*Activity:* Should the word "woven" occur in a line of the records, copy that line.

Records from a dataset

'''

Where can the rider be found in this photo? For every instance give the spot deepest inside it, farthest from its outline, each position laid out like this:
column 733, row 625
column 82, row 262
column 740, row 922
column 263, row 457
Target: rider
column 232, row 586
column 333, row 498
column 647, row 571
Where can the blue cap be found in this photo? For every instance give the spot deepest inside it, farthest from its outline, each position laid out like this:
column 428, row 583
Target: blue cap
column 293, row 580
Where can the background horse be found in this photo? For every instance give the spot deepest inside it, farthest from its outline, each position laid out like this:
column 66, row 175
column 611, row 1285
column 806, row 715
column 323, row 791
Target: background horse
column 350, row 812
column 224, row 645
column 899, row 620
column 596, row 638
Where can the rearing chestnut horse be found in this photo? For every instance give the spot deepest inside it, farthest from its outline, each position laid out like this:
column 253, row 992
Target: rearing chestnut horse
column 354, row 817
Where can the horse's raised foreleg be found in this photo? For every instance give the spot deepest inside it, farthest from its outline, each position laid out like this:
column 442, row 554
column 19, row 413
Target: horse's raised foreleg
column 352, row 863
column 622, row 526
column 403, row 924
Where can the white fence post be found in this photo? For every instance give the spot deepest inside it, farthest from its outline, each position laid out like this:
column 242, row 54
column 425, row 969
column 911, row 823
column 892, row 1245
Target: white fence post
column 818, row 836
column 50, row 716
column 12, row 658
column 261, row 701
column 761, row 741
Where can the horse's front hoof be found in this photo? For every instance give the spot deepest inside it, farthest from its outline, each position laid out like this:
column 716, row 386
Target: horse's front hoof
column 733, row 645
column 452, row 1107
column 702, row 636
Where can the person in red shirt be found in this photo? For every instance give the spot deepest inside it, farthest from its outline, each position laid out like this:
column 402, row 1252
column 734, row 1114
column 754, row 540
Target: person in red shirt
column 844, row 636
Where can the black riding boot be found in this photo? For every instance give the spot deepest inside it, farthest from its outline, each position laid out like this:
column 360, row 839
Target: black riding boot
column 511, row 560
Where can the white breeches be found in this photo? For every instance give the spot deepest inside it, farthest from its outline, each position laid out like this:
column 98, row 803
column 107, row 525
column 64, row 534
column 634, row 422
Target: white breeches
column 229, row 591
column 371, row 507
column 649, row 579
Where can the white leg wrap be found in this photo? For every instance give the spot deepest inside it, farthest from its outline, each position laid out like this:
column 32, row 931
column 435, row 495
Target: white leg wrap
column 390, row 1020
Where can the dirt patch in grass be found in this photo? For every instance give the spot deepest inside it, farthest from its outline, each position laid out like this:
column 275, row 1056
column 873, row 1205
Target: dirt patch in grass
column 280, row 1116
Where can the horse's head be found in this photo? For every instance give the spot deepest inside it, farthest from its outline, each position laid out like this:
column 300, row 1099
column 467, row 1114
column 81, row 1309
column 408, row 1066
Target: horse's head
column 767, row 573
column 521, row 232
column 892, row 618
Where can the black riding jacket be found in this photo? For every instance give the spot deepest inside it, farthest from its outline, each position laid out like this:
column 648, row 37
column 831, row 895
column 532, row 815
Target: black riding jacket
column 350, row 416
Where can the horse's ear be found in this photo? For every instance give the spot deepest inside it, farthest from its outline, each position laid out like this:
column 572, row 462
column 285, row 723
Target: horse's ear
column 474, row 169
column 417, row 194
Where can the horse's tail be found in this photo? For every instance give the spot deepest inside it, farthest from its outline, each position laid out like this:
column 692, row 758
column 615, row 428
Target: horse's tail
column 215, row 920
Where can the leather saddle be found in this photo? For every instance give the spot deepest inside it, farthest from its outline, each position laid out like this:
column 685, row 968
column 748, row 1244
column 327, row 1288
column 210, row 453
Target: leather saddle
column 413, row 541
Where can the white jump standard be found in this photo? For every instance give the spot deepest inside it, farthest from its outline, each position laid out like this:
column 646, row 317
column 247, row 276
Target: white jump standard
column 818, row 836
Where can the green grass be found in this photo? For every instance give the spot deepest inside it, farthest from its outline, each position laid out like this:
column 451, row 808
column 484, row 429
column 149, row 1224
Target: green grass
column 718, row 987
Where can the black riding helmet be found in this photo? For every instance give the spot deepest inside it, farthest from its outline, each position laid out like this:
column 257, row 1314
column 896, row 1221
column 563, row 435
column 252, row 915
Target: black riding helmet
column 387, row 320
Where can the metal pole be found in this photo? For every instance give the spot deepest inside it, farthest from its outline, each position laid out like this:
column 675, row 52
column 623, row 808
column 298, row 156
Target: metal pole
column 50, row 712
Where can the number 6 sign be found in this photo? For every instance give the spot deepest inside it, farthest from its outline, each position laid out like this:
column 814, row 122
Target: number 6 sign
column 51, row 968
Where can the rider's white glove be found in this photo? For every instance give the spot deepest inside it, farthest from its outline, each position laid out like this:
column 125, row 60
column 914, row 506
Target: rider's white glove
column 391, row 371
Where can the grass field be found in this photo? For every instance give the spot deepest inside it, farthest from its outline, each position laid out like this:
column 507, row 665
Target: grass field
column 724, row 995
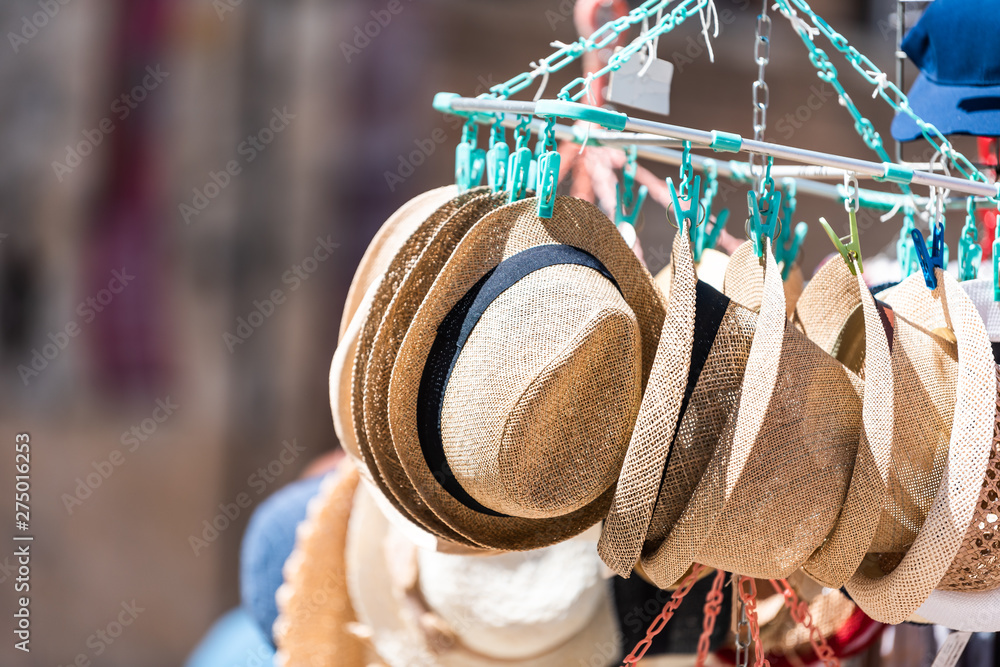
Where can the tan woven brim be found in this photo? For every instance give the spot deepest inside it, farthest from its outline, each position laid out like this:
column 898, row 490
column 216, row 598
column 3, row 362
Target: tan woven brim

'''
'''

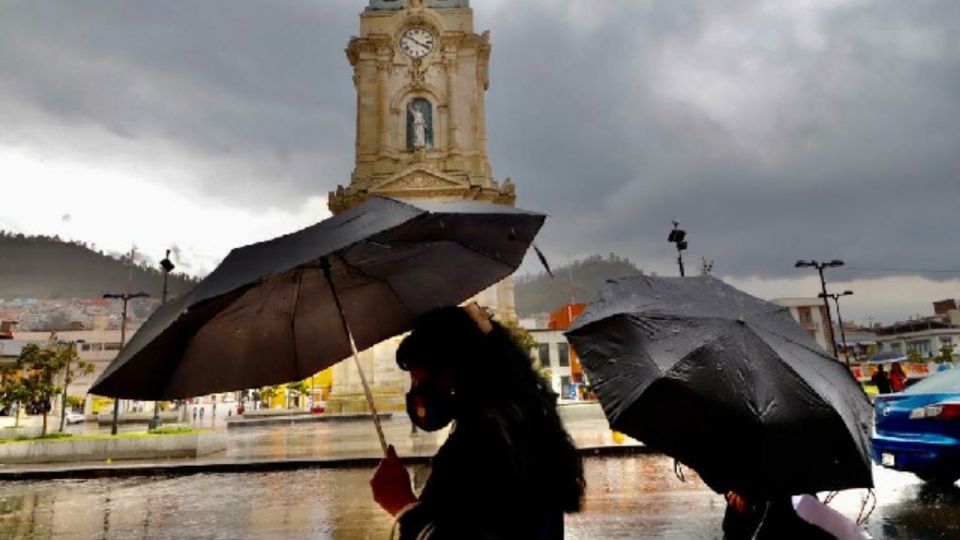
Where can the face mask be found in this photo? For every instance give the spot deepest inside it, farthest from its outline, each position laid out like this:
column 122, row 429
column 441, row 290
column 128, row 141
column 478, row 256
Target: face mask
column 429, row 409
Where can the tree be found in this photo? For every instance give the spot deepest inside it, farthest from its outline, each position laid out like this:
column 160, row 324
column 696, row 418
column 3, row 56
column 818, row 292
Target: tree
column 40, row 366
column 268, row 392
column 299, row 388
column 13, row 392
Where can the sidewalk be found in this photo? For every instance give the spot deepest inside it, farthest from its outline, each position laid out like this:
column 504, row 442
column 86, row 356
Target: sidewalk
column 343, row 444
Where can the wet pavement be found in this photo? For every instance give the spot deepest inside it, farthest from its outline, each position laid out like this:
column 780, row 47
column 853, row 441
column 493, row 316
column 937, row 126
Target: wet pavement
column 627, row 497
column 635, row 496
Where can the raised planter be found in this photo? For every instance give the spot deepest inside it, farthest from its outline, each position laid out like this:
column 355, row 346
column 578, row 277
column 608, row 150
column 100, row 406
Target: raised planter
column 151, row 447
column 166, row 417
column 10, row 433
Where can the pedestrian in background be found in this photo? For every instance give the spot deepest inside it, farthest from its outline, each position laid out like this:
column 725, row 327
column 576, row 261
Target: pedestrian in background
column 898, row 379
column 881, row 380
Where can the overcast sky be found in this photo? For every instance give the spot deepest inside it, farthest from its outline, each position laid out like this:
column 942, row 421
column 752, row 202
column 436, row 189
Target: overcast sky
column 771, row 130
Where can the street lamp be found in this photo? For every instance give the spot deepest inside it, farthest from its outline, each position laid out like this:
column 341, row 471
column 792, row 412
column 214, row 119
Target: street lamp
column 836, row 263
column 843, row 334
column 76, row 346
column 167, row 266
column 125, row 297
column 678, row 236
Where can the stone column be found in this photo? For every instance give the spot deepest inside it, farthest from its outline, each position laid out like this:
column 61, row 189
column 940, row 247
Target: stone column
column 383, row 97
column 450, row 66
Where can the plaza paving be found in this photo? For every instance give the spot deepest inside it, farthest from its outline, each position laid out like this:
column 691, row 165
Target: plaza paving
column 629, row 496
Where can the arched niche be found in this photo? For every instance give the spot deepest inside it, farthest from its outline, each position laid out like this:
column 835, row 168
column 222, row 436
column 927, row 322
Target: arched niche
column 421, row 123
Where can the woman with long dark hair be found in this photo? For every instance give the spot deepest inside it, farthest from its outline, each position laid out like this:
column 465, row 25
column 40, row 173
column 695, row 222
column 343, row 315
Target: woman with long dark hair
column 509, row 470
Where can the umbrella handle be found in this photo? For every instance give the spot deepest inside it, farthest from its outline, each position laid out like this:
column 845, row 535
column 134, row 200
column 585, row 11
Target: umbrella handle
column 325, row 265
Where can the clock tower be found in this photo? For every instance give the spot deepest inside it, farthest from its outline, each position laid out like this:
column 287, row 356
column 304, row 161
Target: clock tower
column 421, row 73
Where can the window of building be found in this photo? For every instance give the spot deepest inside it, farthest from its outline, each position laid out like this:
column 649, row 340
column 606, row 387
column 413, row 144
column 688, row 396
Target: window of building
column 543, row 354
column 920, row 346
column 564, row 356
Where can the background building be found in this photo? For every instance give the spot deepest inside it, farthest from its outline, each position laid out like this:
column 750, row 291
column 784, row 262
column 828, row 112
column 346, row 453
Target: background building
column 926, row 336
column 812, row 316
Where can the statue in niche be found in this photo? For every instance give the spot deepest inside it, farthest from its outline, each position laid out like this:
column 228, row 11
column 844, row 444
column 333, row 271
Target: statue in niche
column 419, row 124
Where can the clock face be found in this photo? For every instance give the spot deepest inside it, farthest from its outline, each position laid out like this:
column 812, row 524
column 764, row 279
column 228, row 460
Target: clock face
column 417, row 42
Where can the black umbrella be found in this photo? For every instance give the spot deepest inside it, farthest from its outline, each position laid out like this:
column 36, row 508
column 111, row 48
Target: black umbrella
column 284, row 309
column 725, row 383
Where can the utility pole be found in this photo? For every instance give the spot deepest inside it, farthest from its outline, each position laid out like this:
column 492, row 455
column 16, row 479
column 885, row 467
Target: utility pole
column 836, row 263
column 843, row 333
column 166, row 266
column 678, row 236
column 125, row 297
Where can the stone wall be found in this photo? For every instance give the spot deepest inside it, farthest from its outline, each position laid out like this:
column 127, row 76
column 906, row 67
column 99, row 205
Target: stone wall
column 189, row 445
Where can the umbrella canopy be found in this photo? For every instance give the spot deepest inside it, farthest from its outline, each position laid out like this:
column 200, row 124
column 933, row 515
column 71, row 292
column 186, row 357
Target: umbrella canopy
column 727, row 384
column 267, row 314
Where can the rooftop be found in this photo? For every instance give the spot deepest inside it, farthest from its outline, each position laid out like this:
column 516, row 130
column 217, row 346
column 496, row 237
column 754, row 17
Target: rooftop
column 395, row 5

'''
'''

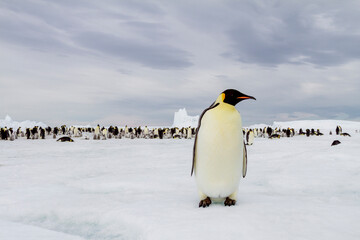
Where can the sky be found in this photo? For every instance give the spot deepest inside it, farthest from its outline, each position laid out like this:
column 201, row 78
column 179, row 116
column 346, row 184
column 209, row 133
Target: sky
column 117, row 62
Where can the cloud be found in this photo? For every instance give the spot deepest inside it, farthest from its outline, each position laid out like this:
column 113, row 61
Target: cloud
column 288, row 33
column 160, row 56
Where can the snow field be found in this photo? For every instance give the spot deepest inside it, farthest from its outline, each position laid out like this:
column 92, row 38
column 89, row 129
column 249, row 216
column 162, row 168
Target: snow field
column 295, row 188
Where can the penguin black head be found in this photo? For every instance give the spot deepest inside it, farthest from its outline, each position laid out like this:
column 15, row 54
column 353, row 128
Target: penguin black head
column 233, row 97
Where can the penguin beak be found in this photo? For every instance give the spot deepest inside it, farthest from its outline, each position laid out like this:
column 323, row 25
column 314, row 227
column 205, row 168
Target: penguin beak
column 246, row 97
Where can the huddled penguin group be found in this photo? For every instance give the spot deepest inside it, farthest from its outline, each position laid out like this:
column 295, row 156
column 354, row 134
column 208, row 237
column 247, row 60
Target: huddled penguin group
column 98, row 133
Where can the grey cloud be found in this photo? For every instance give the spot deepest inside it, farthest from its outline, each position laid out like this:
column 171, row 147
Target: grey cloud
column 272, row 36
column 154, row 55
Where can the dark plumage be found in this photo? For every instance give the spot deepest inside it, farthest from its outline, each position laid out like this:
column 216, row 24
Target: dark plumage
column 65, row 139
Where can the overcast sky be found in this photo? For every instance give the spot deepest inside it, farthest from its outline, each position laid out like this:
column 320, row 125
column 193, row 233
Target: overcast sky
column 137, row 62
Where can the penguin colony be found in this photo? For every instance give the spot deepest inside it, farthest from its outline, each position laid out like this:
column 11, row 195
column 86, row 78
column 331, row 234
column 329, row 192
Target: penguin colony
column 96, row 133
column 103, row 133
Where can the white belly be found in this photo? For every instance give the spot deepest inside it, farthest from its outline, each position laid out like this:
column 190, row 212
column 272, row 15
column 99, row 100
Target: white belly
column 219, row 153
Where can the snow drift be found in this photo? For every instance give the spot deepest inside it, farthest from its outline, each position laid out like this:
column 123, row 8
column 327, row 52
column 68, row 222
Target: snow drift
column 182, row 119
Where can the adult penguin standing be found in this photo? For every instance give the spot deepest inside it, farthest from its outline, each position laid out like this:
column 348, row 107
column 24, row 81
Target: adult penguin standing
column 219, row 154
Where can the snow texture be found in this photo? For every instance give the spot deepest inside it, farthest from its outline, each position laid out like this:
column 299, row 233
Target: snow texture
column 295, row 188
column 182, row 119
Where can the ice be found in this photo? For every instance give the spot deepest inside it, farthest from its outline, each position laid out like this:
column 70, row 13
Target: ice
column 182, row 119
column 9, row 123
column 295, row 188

'''

*Exercise response:*
Where can the tan woven brim be found in this photo? For every instance give the spot deepest inside it, farthest from its outline, each position laid out like this:
Target: tan woven brim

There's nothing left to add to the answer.